## Instructions to follow
Go to the line that contains "Objective — one point per instance of the teeth" and extract it along with every line after it, exactly, through the end of the data below.

## Task inputs
■ ■ ■
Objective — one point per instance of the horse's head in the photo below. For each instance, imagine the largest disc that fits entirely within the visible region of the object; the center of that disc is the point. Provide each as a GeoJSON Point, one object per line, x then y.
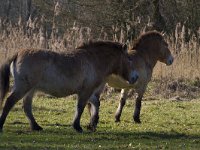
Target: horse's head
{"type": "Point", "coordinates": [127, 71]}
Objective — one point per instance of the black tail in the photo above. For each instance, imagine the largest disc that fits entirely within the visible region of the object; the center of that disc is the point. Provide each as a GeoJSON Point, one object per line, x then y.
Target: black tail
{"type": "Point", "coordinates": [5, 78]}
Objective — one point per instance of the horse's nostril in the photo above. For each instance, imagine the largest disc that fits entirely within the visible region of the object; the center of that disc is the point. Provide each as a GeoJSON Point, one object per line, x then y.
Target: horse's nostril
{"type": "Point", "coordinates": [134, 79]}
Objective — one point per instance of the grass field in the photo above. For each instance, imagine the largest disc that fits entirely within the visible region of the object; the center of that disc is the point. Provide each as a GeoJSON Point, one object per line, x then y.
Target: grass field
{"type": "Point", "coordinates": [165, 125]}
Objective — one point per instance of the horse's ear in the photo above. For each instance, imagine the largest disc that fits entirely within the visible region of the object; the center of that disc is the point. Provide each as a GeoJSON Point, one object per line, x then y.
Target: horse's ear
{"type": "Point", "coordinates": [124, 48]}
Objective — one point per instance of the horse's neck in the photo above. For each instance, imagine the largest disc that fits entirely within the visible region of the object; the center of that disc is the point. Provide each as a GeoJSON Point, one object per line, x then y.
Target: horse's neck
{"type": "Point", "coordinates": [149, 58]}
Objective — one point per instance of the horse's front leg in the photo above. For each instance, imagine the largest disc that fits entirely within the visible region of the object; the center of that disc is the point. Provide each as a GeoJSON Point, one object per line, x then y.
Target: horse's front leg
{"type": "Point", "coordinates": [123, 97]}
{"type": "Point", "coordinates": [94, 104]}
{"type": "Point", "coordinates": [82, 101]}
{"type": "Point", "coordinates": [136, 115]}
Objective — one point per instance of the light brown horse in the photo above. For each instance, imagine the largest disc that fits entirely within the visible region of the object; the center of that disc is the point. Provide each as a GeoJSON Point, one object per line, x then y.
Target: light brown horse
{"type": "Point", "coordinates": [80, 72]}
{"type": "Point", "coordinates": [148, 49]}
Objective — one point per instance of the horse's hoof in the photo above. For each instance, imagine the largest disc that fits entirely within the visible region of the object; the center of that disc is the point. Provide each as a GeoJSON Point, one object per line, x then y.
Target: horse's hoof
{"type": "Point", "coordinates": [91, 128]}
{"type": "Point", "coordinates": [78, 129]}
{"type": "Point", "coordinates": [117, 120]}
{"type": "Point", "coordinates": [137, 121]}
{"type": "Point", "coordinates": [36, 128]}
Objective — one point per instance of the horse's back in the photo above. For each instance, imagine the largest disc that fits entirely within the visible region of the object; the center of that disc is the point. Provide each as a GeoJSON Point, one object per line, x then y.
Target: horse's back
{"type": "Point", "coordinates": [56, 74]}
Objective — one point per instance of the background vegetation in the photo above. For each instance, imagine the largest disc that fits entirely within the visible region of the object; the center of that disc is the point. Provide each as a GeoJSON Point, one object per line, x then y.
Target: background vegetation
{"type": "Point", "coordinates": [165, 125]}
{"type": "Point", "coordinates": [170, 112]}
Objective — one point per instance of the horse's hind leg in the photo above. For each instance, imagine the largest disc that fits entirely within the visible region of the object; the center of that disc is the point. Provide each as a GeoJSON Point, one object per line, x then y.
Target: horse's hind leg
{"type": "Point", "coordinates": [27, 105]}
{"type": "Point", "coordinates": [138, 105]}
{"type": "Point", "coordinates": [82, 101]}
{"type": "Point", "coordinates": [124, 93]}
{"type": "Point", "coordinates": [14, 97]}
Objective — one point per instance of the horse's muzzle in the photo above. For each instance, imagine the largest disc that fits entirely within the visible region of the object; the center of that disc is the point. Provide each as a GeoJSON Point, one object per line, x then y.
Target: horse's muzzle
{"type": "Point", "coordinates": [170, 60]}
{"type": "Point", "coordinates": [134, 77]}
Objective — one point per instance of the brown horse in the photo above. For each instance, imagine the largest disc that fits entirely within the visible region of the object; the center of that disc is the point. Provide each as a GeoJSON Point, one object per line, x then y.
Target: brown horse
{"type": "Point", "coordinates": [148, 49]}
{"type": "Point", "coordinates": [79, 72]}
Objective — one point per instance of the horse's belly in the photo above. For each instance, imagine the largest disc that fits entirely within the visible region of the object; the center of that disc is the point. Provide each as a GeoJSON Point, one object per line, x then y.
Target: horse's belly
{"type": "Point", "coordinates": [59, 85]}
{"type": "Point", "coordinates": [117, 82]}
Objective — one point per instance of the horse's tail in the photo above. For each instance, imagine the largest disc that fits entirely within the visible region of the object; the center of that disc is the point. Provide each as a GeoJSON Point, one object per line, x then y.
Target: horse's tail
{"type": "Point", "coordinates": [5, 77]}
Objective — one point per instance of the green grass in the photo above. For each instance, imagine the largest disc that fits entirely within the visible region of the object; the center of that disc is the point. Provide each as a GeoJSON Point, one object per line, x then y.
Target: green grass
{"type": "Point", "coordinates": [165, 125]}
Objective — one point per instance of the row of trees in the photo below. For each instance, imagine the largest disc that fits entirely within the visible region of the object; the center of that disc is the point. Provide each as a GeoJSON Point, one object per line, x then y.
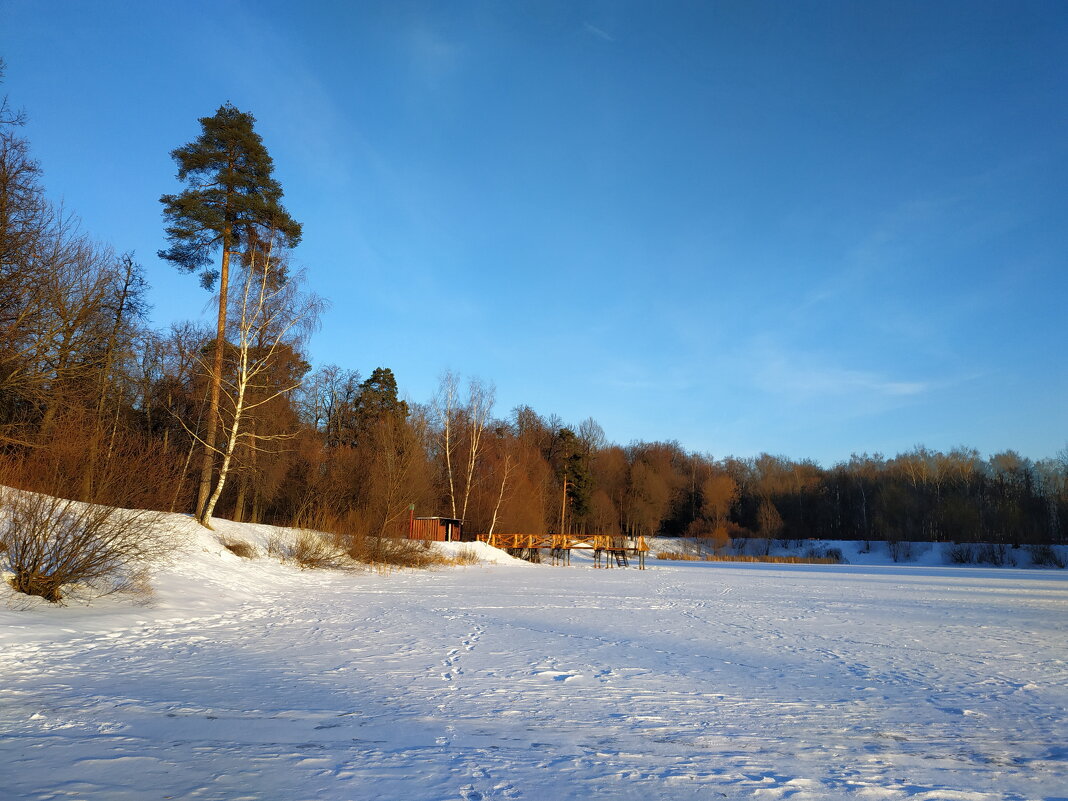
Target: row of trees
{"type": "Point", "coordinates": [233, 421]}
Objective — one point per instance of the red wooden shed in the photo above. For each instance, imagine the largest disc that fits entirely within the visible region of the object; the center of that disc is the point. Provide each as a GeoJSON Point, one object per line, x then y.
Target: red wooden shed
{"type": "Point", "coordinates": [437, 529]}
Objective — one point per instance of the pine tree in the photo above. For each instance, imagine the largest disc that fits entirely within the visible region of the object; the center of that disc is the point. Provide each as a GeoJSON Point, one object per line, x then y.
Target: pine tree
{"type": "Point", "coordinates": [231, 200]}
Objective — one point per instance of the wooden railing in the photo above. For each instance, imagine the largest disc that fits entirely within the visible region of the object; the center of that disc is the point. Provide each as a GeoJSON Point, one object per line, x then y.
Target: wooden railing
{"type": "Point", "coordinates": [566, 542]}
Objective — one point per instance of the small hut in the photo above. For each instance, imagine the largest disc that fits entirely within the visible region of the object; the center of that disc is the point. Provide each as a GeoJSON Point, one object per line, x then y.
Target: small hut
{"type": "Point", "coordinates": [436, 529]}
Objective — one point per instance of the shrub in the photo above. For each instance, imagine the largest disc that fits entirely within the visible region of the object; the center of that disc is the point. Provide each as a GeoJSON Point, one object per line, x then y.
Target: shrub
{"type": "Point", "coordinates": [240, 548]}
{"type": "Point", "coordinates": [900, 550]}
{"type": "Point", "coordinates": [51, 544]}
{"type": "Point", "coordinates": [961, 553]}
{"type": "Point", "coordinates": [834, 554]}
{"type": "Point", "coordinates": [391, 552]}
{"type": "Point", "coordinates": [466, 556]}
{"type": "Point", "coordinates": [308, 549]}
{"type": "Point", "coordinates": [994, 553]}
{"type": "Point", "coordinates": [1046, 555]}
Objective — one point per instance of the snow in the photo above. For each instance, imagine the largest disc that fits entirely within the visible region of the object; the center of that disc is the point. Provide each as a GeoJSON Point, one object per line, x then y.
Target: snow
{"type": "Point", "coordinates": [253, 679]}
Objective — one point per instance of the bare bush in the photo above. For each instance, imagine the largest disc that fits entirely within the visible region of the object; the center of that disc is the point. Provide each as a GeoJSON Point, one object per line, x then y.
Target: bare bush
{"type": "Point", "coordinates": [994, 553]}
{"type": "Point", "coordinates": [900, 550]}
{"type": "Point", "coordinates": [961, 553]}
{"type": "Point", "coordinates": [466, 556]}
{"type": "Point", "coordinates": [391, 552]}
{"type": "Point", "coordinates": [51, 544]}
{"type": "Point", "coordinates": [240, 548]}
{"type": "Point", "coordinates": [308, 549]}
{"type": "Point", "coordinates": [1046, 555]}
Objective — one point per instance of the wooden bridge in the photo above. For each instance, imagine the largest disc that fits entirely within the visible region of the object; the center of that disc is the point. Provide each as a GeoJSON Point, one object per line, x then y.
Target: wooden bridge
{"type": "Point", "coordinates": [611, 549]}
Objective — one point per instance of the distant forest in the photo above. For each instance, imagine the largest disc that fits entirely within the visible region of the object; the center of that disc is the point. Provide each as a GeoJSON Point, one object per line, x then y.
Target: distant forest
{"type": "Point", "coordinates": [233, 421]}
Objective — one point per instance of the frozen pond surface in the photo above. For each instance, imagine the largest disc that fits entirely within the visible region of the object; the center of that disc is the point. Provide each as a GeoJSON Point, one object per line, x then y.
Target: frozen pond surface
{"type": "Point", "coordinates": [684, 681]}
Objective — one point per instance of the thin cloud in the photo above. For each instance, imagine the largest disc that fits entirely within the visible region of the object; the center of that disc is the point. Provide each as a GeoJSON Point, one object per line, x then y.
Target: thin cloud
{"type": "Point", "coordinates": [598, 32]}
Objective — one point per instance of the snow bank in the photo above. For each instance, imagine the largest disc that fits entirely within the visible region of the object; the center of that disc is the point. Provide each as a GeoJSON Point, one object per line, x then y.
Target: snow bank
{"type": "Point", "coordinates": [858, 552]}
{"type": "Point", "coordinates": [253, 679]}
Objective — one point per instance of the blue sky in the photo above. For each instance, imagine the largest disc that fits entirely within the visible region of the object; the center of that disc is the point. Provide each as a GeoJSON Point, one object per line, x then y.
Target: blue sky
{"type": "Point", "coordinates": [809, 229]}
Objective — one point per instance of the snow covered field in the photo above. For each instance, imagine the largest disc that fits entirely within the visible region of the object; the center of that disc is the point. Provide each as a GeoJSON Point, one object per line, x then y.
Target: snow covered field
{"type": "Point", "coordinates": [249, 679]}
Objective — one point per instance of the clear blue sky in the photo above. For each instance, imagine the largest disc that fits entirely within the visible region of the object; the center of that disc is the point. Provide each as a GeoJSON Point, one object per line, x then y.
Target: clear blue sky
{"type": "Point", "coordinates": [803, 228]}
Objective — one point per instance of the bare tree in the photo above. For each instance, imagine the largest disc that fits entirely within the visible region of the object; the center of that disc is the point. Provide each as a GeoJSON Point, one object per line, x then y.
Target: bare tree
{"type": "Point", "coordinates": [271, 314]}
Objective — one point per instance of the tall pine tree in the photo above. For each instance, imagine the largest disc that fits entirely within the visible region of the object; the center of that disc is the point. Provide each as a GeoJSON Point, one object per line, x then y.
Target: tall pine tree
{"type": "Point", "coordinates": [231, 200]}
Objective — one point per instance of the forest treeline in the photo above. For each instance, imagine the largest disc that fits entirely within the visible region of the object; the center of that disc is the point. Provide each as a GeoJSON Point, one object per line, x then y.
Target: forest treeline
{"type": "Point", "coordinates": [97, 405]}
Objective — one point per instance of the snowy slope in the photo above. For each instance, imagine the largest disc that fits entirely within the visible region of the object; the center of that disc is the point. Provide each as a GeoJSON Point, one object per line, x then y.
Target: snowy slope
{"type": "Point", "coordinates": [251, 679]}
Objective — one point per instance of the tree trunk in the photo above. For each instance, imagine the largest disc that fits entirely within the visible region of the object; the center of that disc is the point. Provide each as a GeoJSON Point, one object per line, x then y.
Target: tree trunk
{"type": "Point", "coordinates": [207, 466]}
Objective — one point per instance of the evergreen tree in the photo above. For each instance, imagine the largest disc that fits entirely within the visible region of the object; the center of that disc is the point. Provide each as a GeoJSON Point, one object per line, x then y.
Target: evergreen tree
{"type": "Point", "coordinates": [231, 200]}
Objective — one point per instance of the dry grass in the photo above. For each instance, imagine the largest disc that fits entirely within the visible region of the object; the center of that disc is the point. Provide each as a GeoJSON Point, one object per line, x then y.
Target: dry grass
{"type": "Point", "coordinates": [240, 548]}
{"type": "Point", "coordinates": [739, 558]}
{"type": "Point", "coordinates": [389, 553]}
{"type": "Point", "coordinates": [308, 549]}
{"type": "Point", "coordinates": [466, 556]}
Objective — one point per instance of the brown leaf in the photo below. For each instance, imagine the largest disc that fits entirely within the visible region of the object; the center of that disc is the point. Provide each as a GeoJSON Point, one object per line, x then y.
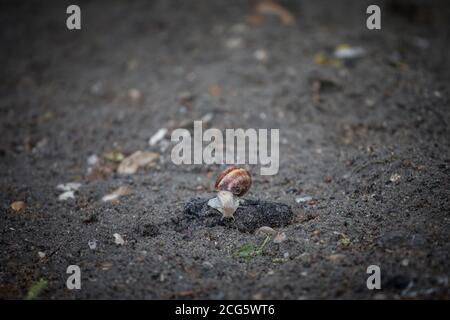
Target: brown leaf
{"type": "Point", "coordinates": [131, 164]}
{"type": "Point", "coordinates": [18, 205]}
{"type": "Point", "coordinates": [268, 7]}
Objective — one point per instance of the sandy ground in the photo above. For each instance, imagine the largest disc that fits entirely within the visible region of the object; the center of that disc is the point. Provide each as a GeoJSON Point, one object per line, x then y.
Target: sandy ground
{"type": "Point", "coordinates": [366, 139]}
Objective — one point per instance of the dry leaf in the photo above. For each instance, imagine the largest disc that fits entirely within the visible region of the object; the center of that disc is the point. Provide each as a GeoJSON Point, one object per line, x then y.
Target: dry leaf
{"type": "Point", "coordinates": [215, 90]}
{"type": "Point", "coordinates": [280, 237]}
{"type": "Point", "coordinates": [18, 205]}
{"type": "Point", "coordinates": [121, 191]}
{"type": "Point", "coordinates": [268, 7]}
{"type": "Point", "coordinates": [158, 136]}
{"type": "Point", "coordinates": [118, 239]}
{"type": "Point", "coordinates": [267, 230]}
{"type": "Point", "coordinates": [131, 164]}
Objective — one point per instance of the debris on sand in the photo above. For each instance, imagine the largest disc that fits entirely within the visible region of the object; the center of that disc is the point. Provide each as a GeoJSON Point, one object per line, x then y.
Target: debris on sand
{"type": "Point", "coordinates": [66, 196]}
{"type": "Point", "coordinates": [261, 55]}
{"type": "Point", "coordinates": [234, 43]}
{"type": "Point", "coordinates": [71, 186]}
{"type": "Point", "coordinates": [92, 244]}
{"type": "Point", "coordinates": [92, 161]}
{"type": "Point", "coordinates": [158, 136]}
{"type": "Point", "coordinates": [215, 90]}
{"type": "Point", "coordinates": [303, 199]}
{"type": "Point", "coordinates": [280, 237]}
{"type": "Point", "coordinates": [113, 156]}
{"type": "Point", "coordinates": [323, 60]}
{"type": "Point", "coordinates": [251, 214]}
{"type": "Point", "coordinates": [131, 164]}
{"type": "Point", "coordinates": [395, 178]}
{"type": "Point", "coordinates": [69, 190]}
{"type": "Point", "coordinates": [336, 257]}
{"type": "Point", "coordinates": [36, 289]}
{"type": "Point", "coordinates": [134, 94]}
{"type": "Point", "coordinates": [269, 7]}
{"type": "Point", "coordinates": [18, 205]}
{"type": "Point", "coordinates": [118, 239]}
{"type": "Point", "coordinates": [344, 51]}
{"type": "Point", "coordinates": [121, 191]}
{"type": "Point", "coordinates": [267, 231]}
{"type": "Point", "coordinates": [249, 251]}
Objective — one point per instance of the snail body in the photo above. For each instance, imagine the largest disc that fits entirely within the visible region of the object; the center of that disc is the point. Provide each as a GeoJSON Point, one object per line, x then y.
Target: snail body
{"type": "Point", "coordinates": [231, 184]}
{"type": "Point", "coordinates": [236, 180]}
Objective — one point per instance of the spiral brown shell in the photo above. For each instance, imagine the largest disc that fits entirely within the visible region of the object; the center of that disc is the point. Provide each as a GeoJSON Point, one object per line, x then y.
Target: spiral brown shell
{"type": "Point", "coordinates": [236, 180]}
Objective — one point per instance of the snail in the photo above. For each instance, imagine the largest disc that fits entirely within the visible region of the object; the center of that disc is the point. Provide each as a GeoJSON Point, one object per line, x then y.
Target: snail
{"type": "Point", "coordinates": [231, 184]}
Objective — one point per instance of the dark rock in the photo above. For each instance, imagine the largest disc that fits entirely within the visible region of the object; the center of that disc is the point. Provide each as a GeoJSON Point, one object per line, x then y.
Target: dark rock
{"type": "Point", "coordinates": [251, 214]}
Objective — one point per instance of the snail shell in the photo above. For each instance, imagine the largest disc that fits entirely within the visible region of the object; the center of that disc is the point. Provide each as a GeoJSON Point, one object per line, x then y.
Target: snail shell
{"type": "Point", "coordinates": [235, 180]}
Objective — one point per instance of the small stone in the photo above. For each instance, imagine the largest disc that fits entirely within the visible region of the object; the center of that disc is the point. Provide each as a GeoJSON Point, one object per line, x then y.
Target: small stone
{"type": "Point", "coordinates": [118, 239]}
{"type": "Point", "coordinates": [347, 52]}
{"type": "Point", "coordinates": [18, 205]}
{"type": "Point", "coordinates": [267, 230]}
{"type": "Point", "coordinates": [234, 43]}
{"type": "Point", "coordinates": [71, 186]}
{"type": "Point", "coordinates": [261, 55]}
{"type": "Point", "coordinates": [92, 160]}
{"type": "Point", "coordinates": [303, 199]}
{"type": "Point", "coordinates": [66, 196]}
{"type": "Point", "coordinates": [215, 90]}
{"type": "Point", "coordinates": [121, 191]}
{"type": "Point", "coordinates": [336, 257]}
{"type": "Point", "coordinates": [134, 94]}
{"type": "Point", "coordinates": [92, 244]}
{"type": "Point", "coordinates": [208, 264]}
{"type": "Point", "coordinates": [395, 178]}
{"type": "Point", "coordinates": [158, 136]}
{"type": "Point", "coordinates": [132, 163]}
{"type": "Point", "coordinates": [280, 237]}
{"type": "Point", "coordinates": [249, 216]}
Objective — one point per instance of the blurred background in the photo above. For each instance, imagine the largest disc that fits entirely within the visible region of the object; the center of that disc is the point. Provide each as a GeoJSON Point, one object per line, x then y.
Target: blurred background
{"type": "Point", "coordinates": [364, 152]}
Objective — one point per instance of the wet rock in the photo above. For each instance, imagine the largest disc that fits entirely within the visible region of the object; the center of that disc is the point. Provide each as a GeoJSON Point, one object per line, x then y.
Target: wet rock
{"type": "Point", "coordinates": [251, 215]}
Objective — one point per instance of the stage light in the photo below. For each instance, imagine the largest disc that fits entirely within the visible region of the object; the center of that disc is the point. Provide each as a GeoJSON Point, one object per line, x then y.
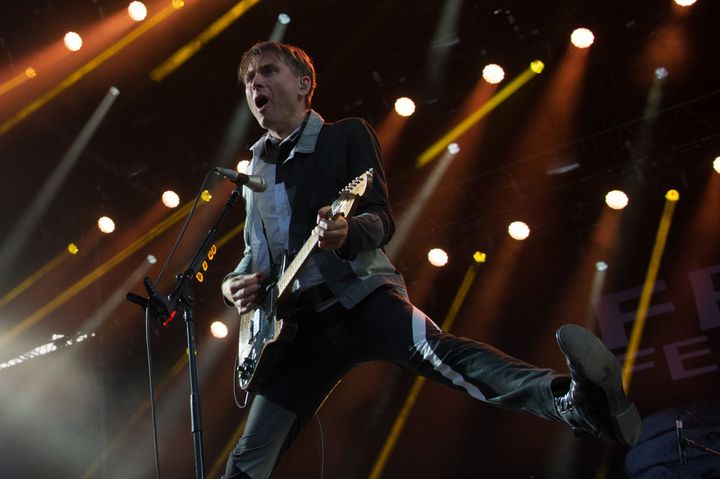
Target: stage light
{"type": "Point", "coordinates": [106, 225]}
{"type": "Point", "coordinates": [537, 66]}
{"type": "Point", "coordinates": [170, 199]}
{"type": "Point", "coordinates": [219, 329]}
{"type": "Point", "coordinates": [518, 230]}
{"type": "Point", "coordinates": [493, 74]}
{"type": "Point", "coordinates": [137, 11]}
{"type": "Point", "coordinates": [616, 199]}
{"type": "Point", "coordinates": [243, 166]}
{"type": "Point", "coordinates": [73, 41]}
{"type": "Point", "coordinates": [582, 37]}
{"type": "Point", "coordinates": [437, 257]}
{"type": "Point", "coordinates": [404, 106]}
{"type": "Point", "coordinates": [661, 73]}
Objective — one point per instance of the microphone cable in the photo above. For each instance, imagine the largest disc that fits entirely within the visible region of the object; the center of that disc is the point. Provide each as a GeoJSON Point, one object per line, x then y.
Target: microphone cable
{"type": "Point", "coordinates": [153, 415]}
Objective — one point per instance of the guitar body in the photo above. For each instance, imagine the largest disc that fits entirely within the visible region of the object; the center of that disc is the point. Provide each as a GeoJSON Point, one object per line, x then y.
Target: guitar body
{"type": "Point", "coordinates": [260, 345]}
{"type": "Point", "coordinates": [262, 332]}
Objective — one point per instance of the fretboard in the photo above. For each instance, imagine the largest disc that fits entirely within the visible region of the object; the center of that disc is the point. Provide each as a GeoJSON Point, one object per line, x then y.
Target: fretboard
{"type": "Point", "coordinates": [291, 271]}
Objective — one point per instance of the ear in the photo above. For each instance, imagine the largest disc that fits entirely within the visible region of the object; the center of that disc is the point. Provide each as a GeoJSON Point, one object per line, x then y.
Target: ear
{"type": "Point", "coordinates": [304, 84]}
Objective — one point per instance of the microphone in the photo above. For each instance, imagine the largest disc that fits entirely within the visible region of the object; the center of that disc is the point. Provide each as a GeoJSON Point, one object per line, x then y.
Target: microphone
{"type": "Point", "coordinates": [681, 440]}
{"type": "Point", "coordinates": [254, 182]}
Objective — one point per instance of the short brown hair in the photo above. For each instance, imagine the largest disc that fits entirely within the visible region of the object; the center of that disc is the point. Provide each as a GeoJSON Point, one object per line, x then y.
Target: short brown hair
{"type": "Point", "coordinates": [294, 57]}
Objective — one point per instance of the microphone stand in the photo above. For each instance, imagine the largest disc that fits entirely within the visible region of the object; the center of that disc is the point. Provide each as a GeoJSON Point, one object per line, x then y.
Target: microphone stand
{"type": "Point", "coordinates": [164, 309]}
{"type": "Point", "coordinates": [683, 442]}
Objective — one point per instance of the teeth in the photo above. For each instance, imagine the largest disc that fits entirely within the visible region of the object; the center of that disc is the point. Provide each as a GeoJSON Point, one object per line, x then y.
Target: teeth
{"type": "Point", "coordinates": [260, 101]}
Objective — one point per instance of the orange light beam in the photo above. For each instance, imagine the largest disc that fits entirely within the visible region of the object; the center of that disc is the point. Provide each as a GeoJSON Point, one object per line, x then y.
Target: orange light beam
■ ■ ■
## Result of this exercise
Objective — one point per instance of the teeth in the photo above. For each instance, imagine the largest disc that fits entirely within the visible region of the object; the center of that disc is the point. Provide each as a GeoJSON Point, one object per line, x then y.
Target: teeth
{"type": "Point", "coordinates": [260, 101]}
Objective — one point per instance of the orange light beam in the photo above. For each instance, imagine the largest disc that fits entirely within the visible region of the object; the center of that disc is the point. Provide each as a GeoJSON Point, one object per line, x then y.
Target: orange light beam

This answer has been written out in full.